Work instructions —
For each statement, say yes or no depending on whether it agrees with the guide to meeting millennial women below, and quote the words of the guide that decide it.
1. The writer presents this article as the final word on the topic.
2. The guide says the game is still the same despite feminism, birth control and technology.
3. The guide names Casanova as one of the players who use the "secret formula."

Passage to read —
((

A Quick and Simple Guide to Meeting Millennial Women

This will by no means be my last or final word on this topic. In fact, I’m just getting started.

Moreover, in this article, I will only scratch the surface. Much, much more can and will be said on this subject, however, I want to briefly go over the basics before diving in deeper.

Where in the World do you meet Millennial Women?

Ah. The classic lamentation yelled from the city rooftops, the Facebook Newsfeed, and the bowels of 4chan.

Yet, maybe that isn’t a complaint you can relate to.

Maybe you’re wondering where you can meet quality Millennial women.

Or, more still, maybe you believe none exist at all!

Well buckos, good news, because that couldn’t be farther from the truth.

While the advent of feminism, the introduction of birth control, and the incredible advancements of technology have forever altered the landscape we now find ourselves in, the game is still the same:

Maximize your physical appearance + Talk to girls.

That’s it. That’s the “secret formula” all the players use, from Casanova all the way to Chad the Football Quarterback.

But what really has changed?

The aforementioned.

))

Data listing —
((

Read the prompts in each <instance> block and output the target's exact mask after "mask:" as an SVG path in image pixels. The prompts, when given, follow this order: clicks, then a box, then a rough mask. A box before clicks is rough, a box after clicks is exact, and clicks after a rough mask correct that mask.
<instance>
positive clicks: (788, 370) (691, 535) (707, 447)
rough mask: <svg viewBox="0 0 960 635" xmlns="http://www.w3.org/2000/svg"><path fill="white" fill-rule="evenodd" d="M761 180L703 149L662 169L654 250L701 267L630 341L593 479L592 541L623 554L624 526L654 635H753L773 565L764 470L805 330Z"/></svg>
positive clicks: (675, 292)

))

Completed task —
1. No: "This will by no means be my last or final word on this topic."
2. Yes: "have forever altered the landscape we now find ourselves in, the game is still the same"
3. Yes: "That's the "secret formula" all the players use, from Casanova all the way to Chad the Football Quarterback."